# Aim of the exercise
Within the entries below, find the portion that opens with the line containing "example [(178, 398)]" and closes with the line containing "Target: large shop window". Retype that portion exactly and only.

# Material provided
--------------------------------------------------
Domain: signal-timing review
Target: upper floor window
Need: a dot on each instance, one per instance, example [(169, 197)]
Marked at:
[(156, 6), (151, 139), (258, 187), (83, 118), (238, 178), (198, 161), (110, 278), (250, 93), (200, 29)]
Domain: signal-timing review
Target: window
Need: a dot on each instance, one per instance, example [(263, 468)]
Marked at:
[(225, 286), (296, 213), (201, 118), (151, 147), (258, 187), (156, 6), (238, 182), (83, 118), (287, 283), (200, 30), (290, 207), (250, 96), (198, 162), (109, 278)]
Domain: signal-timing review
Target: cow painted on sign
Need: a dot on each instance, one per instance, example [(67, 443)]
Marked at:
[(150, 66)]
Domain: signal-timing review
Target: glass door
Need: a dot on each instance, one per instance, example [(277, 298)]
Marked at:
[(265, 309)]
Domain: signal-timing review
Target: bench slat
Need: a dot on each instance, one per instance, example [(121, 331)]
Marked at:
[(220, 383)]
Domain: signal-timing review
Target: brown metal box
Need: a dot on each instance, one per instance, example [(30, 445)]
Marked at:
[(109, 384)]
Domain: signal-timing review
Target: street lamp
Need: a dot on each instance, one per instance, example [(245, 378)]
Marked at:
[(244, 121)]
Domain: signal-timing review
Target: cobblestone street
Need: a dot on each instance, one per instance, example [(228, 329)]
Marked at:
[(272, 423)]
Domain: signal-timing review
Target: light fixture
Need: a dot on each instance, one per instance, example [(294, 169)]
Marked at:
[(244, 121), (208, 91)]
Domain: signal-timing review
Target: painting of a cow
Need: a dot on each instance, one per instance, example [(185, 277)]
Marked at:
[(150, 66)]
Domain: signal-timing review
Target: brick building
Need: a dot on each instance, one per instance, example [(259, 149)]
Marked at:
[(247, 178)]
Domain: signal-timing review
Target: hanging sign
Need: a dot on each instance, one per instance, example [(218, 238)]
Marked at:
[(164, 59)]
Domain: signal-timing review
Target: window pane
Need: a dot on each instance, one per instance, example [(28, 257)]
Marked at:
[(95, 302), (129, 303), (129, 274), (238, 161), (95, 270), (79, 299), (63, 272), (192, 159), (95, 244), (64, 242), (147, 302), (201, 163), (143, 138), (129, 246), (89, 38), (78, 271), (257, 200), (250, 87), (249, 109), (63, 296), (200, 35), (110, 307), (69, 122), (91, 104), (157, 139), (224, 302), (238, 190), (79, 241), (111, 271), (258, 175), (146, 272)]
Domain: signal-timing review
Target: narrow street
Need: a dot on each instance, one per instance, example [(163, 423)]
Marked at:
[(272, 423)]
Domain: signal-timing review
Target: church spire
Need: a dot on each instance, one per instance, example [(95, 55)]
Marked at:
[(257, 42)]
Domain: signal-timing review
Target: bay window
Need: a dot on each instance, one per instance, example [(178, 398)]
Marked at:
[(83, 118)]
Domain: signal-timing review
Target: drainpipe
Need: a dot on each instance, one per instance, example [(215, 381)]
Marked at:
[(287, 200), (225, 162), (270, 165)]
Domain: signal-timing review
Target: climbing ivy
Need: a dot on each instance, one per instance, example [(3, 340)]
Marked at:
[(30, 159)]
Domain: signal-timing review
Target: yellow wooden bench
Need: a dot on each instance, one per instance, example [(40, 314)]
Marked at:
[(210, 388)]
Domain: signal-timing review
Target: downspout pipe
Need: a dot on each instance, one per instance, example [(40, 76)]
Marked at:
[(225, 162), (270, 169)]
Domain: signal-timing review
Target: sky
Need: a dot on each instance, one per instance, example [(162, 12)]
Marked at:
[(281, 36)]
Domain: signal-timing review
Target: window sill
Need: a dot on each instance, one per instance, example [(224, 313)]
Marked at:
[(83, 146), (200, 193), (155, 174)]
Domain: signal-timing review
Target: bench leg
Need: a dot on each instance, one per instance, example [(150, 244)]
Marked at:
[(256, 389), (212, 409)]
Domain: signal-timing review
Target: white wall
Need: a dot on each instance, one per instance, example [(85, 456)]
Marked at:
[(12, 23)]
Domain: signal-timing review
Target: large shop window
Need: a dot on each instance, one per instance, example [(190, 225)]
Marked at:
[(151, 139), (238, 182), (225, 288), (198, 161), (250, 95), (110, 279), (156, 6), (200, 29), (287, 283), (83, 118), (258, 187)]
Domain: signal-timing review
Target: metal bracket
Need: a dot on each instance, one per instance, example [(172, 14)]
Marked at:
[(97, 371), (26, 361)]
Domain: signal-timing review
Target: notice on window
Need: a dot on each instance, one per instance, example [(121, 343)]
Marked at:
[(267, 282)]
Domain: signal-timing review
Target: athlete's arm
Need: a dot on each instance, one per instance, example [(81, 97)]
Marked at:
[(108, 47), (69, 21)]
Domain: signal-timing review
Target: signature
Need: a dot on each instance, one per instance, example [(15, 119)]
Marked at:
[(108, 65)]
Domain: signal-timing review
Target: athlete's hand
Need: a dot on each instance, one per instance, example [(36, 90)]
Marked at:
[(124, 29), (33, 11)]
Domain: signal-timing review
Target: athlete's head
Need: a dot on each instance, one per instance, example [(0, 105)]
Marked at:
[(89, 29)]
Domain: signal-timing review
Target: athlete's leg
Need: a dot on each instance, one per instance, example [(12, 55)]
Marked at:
--------------------------------------------------
# Result
Need: a dot on each instance, one per instance, example [(178, 398)]
Marked at:
[(83, 118)]
Domain: signal-timing review
Target: drainpipe
Need: a dot on each instance, one per instance, example [(215, 381)]
Marked at:
[(287, 200), (225, 162), (270, 165)]
Domain: signal-timing review
Target: climbing ivy
Need: a dot on each instance, one per instance, example [(3, 340)]
Marked at:
[(30, 159)]
Domain: signal-timing review
Target: yellow wooden bench
Need: a dot on each instance, one per instance, example [(40, 314)]
Marked at:
[(210, 388)]
Domain: signal-timing review
Target: downspout pipe
Need: a dot on each instance, one per instance, example [(40, 76)]
Marked at:
[(225, 162), (270, 169)]
Domain: signal-timing review
Target: sky
Need: a dot on each instance, one per instance, example [(162, 12)]
Marked at:
[(281, 36)]
Domain: signal-timing review
Target: window sill
Need: a dot on each instance, one per instance, example [(224, 313)]
Marked at:
[(83, 146), (200, 193), (155, 174)]
Domain: signal-timing review
Target: bench leg
Need: a dot on each instance, one per instance, example [(150, 244)]
Marked at:
[(256, 389), (212, 409)]
Domain: signal-timing review
Target: white wall
Need: a dot on each instance, one per instance, example [(85, 456)]
Marked at:
[(12, 23)]
Domain: signal-timing review
Target: large shop window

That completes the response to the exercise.